We are glad that most of your concerns have been addressed. Regarding your remaining question, due to the time limit, we cannot conduct a hyperparameter search for all baselines in Table 6. Nevertheless, we test different hyperparameters of two representative baselines, GA [1] and NuAT [2]. Specifically, GA is the CO defense without soft labels and trade-off loss function, and NuAT performs the best among evaluated baselines.

The results below indicate that (1) different $\lambda$ does not make GA applicable in fast $l_0$ adversarial training; (2) NuAT is sensitive to different hyperparameter choices as the training becomes unstable when $\lambda \geq 6$, and still underperforms our method, which achieves a robust accuracy of 63.0%.

In summary, this ablation study further demonstrates the effectiveness of the proposed method. If our responses address your concerns, we would be grateful if you could adjust your scores.

Reference

[1] Andriushchenko et al., Understanding and improving fast adversarial training. NeurIPS 2020.

[2] Sriramanan et al, Towards efficient and effective adversarial training. NeurIPS 2021.

We appreciate your constructive comments. We provide the responses to your concerns in a point-to-point manner.

1. The studied problem, catastrophic overfitting in $l_0$ fast AT, is quite narrow.

We would like to highlight that (1) the non-convexity of $l_0$ adversarial budget and the craggy loss landscape make fast $l_0$ adversarial training more challenging than other cases; (2) Various existing methods to mitigate catastrophic overfitting do not work in the $l_0$ case; (3) Sparse perturbations are common in physical work, so investigating robustness against sparse perturbations is important. (4) Fast $l_0$ adversarial training solves a discrete optimization problem, which is fundamentally different from the convex and continuous constraints in other $l_p$ norm cases, our methods can help other problems in this field that involve discrete optimization as well.

In the following, we elaborate on the aforementioned viewpoints:

1. Fast $l_0$ adversarial training is more challenging than the $l_1$, $l_2$ and $l_\infty$ cases. To substantiate this claim, we analyze the phenomenon of catastrophic overfitting in fast $l_0$​ adversarial training in Section 3, concluding that it arises from suboptimal perturbation locations and a significantly more challenging loss landscape compared to other norms.
2. The results in Table 6 reveal that the existing fast adversarial training methods against $l_1$, $l_2$, $l_\infty$ attacks, like random start [1], GradAlign [2], and ATTA [3], cannot avoid catastrophic overfitting in the $l_0$ scenario. Therefore, it is necessary to develop an effective fast adversarial training approach against sparse attacks to fill the void.
3. In contrast to $l_\infty$ or $l_2$ bounded perturbations, $l_0$ bounded perturbations are sparse and quite common in physical scenarios, including broken pixels in LED screens to fool object detection models and adversarial stickers on road signs to make an auto-driving system fail [6-9]. In this regard, training a robust model against l0 bounded perturbations is essential to realistic scenarios with high-security needs, such as auto-driving system and access control system.

◇ ◇ ◇

WHAT TO WORK ON
(A) Summarize the discussion of fast l0 adversarial training above in two sentences.
(B) Write the next part of the discussion of fast l0 adversarial training above, picking up after its final sentence.

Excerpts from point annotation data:
◇ ◇ ◇

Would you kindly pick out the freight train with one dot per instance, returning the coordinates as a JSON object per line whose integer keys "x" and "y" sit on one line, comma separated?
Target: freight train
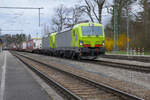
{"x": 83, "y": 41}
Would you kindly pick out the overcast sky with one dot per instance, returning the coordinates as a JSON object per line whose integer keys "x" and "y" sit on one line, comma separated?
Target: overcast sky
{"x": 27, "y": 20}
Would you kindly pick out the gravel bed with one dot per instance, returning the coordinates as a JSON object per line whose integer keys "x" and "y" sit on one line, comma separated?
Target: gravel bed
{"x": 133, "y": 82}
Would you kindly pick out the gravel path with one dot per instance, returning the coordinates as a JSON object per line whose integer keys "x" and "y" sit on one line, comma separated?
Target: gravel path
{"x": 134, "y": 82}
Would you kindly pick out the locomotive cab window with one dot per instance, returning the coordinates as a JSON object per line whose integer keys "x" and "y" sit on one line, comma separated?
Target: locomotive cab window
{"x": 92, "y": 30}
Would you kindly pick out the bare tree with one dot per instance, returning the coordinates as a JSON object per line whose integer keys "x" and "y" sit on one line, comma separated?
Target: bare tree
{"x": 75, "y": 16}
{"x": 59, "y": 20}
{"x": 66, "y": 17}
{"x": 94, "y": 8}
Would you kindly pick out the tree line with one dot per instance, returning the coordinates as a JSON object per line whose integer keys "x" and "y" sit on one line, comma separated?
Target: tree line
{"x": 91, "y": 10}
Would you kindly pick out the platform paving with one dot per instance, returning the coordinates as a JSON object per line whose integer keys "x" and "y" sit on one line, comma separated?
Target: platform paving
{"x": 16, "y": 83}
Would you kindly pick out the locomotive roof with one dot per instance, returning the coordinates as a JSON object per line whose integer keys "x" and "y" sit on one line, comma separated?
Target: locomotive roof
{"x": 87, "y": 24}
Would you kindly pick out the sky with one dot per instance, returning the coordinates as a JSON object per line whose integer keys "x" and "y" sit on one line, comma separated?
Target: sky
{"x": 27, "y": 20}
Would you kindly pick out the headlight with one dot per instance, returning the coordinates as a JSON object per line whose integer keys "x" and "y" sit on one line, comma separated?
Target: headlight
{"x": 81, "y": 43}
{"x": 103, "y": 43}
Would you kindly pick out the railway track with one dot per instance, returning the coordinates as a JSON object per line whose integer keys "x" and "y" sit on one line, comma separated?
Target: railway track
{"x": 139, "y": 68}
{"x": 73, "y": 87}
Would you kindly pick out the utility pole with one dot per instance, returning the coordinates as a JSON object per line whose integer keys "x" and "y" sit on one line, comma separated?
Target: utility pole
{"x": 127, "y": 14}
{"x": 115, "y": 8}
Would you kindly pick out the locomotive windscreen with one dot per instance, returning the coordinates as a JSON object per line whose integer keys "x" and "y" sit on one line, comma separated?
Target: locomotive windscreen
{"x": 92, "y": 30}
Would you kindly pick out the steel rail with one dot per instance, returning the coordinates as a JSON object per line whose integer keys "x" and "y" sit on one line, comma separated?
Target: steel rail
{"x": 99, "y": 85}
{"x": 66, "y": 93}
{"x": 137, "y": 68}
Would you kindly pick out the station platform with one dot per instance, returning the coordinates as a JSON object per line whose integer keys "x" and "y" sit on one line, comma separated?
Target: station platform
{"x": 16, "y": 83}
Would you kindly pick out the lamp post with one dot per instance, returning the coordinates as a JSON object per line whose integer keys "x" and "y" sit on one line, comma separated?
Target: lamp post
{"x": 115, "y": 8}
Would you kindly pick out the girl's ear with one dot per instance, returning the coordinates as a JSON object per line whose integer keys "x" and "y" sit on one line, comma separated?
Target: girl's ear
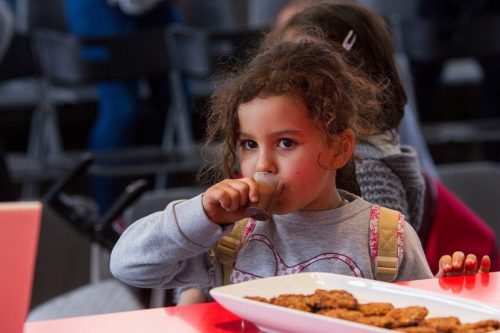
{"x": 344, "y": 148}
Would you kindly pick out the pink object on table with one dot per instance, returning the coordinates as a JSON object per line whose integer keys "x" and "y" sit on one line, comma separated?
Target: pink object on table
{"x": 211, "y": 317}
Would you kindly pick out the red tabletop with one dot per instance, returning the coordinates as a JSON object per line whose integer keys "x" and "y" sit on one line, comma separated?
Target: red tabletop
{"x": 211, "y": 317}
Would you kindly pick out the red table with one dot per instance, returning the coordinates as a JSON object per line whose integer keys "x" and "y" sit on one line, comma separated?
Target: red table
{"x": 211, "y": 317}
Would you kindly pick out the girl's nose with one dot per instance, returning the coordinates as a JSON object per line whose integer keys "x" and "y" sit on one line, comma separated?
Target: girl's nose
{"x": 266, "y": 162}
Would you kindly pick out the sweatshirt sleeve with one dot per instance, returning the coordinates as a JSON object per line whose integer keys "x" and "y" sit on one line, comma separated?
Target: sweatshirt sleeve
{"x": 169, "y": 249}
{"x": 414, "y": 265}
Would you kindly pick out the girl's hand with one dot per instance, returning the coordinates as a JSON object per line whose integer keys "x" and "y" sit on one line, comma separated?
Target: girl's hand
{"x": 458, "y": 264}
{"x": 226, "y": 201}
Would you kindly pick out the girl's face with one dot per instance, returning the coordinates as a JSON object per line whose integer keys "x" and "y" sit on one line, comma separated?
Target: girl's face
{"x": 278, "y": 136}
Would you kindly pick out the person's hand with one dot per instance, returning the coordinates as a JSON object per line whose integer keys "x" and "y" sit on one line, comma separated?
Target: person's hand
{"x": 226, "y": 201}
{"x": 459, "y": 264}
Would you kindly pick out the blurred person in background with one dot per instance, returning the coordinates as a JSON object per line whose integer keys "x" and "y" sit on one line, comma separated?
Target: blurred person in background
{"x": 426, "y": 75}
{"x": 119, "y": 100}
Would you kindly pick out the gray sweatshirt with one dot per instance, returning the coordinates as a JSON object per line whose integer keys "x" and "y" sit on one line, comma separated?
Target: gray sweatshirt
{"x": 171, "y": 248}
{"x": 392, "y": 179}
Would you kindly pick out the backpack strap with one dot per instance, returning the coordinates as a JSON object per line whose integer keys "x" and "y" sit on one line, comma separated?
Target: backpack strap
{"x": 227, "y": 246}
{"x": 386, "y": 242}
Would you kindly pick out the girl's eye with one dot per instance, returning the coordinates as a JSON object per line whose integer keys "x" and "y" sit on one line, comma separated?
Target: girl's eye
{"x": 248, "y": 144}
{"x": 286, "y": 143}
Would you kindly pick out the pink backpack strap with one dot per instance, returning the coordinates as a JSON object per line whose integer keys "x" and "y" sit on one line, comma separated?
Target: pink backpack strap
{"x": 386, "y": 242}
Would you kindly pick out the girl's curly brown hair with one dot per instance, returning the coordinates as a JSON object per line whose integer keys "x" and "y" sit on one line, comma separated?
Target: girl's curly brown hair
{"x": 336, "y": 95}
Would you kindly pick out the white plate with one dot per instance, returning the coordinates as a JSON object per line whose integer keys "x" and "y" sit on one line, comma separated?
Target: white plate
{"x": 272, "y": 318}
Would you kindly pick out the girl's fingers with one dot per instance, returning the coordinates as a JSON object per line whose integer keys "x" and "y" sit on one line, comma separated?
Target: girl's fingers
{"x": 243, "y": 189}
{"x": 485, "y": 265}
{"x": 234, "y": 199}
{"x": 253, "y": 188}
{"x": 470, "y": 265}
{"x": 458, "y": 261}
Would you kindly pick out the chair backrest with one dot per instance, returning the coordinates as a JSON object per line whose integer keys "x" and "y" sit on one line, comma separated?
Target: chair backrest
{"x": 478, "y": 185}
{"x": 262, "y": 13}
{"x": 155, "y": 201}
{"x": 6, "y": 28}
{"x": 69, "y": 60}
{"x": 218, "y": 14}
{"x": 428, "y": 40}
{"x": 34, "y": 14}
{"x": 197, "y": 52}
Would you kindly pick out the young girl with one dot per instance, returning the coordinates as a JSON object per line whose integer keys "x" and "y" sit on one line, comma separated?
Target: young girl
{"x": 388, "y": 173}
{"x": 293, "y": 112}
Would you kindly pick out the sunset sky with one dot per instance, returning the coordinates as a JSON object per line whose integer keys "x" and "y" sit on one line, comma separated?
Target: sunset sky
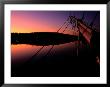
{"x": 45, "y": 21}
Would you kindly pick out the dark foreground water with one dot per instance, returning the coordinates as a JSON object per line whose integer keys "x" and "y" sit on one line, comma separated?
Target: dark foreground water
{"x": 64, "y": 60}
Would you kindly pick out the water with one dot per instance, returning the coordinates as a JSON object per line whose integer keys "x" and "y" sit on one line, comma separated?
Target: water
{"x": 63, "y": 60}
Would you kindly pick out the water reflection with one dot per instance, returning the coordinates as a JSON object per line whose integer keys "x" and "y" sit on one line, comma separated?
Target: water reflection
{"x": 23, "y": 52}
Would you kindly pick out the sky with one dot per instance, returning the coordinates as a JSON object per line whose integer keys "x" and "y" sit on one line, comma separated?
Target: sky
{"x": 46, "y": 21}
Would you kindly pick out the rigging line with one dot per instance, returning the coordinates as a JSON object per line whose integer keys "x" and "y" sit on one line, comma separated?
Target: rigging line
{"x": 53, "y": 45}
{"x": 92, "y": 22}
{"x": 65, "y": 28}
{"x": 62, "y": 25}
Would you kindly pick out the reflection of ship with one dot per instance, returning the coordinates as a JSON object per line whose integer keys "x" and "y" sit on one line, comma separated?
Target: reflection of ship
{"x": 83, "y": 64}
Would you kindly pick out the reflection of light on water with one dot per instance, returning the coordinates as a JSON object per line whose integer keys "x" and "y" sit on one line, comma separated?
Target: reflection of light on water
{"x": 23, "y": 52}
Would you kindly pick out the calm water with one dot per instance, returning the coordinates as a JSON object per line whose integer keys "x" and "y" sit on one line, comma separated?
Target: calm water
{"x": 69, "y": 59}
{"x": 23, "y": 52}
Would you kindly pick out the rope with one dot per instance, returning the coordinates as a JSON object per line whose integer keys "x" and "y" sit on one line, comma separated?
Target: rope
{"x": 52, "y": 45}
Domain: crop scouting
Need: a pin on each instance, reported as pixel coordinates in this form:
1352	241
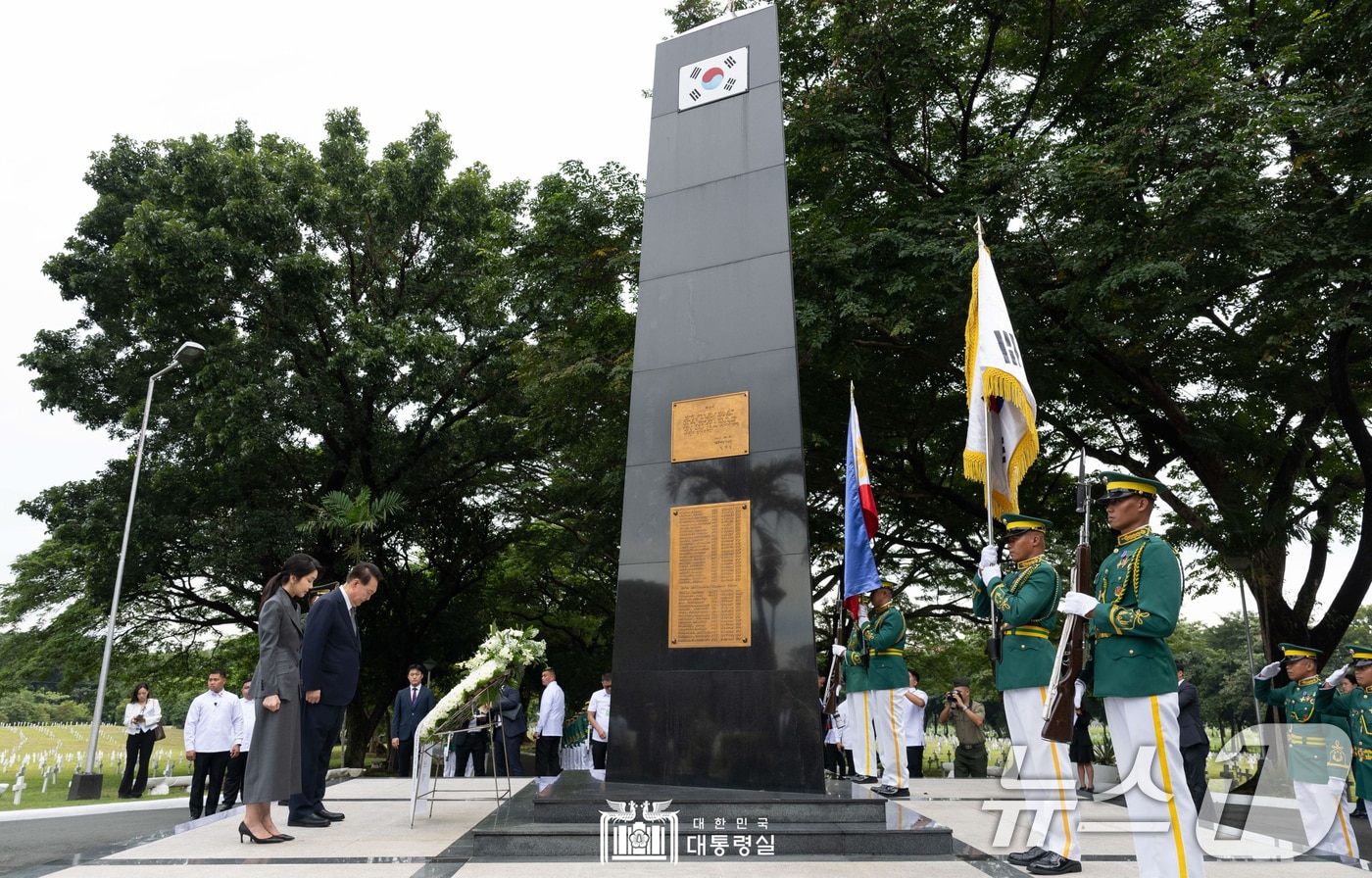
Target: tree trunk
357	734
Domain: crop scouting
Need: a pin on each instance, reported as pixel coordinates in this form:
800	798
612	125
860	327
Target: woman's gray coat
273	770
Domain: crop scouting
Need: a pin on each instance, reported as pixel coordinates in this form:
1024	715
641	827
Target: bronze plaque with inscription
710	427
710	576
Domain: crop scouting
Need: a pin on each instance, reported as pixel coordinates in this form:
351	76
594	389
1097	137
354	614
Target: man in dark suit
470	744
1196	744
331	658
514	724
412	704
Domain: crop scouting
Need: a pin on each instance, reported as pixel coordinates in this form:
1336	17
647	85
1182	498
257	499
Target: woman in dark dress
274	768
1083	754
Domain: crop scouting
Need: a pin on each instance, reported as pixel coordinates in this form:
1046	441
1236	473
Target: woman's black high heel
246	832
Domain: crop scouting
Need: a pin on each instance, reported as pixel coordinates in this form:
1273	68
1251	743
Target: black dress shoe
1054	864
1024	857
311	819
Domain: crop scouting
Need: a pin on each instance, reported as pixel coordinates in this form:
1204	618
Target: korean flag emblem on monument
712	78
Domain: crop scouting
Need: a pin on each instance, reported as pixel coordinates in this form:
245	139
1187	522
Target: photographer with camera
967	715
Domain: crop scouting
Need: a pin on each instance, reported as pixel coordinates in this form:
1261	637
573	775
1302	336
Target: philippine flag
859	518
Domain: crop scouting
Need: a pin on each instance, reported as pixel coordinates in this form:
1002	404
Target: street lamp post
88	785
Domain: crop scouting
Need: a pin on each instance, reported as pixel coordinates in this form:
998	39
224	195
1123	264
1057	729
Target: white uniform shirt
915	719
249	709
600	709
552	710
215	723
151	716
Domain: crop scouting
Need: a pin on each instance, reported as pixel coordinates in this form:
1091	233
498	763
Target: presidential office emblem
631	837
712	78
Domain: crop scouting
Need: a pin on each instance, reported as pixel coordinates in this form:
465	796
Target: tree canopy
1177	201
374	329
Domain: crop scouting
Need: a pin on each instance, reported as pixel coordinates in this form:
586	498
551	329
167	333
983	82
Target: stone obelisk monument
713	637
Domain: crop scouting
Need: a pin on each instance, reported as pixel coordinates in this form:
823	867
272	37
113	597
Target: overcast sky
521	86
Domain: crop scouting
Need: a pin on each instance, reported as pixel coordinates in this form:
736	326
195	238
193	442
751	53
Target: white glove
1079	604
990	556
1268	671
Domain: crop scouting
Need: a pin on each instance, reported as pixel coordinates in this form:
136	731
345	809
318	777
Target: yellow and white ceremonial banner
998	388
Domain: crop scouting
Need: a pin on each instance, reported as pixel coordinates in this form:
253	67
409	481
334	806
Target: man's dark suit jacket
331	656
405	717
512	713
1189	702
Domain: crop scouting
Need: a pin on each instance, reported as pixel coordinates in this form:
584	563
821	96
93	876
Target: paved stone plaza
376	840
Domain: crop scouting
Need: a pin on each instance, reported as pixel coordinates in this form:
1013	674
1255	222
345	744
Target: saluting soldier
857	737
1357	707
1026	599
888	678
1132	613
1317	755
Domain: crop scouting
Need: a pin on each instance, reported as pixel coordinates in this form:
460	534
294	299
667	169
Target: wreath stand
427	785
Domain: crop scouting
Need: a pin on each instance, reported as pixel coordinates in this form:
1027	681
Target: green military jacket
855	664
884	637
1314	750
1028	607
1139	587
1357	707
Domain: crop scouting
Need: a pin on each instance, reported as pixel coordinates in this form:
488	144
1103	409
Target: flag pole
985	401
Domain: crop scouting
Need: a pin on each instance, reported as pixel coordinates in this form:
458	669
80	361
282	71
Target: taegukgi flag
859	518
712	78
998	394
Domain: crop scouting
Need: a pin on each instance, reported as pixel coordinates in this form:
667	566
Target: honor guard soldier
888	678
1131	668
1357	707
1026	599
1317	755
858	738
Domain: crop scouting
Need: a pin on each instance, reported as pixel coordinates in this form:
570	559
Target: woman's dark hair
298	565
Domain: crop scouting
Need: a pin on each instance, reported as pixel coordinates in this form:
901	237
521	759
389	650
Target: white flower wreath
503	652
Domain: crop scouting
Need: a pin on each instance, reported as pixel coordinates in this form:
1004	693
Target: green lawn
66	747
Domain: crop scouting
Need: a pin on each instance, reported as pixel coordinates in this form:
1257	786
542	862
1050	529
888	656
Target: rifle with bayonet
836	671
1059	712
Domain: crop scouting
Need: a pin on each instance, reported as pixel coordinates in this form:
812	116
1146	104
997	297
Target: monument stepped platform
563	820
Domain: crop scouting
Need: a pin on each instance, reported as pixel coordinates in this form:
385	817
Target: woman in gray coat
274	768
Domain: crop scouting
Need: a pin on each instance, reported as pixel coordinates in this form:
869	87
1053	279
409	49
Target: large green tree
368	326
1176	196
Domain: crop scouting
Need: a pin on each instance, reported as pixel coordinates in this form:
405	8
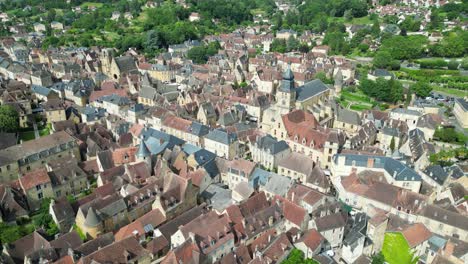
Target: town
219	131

◇ ◇ ◇

OUTPUTS BY TASK
(A) Testing different hyperparameters for two baselines, GA and NuAT, showed that varying λ does not make GA applicable in fast l0 adversarial training, and that NuAT becomes unstable when λ ≥ 6 while still underperforming the proposed method, which achieves a robust accuracy of 63.0%. The authors also argue that catastrophic overfitting in fast l0 adversarial training is worth studying because the non-convex l0 budget and craggy loss landscape make it more challenging than other cases, existing methods such as random start, GradAlign, and ATTA cannot avoid it, and sparse perturbations like broken LED pixels and stickers on road signs are common in physical scenarios.

(B)
4. Due to the unique properties of the $l_0$, we are solving an optimization problem with discrete constraints in this work. This is fundamentally different from other $l_p$ norm cases, which are continuous and convex. In this regard, the analyses and the methods in our work can help design efficient algorithms to solve other problems in this field which involve discrete optimization, such as adversarial perturbations in texts [10] and quantized parameters [11].

2. The analytical framework and the findings are similar to the existing works of analyzing overfitting in AT.

We acknowledge the relevance of AdvLC to this work and will cite it in the revised version. However, we find:

1. Although the degraded attack effectiveness can be mitigated by multi-step attacks, Figure 3 illustrates that the craggy loss landscape in $l_0$ adversarial training can still lead to catastrophic overfitting (CO). In contrast, AdvLC attributes CO to degraded perturbations and claims that the craggy loss landscape aggravates the degradation.
2. We propose theoretically guaranteed methods to improve both Lipschitz continuity and Lipschitz smoothness. However, AdvLC penalizes logit difference to regularize gradient to improve attack effectiveness, which is similar to the effect of soft labels and can only improve Lipschitz continuity.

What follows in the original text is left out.